- **STATED GOAL**
Starting at the line that contains "Could you kindly pick out the blackboard", copy each line through the end of the listing below. Include both ends and output nothing more.

- **DATA FOR THIS TASK**
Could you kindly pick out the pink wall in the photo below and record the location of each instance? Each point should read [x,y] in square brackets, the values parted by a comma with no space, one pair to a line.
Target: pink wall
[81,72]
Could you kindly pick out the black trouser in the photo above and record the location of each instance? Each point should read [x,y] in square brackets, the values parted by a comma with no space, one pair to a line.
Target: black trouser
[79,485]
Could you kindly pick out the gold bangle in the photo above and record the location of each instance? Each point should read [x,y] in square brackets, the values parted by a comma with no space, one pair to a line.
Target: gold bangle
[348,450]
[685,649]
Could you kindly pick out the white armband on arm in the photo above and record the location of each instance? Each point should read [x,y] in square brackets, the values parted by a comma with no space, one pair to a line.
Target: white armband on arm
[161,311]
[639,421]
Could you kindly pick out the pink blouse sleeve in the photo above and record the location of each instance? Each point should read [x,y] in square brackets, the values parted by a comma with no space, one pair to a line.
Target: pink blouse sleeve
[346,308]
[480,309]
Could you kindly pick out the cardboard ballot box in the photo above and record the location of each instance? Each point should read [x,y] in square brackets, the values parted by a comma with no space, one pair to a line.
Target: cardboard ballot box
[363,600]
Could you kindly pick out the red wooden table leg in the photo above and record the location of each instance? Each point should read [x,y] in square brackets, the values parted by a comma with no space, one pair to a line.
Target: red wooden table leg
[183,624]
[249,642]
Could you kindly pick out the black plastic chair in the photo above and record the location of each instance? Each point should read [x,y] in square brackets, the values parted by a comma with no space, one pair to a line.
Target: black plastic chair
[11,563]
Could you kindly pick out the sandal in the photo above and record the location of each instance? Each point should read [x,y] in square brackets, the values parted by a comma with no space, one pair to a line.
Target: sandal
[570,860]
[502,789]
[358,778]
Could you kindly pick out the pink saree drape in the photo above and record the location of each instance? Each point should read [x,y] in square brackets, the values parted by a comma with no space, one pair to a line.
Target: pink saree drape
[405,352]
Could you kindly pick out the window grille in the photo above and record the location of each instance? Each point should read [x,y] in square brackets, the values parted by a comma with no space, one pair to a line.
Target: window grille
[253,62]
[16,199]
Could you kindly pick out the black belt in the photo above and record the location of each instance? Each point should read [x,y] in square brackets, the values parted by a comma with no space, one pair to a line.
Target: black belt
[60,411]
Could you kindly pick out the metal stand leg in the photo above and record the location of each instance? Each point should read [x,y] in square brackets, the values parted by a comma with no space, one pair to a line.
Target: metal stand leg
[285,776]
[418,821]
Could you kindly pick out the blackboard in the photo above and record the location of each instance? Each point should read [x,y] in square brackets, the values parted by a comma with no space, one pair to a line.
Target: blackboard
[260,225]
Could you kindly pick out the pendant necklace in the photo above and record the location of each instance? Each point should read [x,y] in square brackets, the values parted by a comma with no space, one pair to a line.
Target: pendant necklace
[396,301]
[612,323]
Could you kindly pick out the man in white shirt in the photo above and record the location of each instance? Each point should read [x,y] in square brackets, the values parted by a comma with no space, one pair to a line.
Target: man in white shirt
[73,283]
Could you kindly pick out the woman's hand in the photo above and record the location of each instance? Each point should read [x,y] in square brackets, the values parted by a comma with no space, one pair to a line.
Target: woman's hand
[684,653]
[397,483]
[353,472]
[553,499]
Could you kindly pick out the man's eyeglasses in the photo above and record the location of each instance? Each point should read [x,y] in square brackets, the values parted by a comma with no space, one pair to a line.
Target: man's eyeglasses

- **SOLUTION TO THIS TASK**
Could you kindly pick out the blackboard in the photo above and record the location of each instance? Each point should read [x,y] in square brackets, the values parted by a comma with no space, one pair to a line.
Target: blackboard
[260,225]
Could you kindly pick out the pendant necklace in the photo above and record the location of each instance? Each point should read [x,y] in square brackets, the values parted by a comma with no space, one pair to a line.
Target: pendant necklace
[396,301]
[612,323]
Could you kindly pick out the man in white shirt in the photo above and record the location of each instance? Each point should read [x,y] in square brackets, the values parted by a comma with no space, one pair to a line.
Target: man in white shirt
[73,283]
Could you kindly pick out the woman's hand in the photo above and record the location of each instance? Each point should read [x,y] in square brackets, the values parted by a comma with no space, one pair to a line.
Target: woman's hand
[684,653]
[397,483]
[353,472]
[553,499]
Could you kindly pick out the man's eyeglasses in the photo above and record the location of each instance? Each point should read [x,y] in square brackets, the values parted by a comma with no space, one pair to a line.
Target: man's eyeglasses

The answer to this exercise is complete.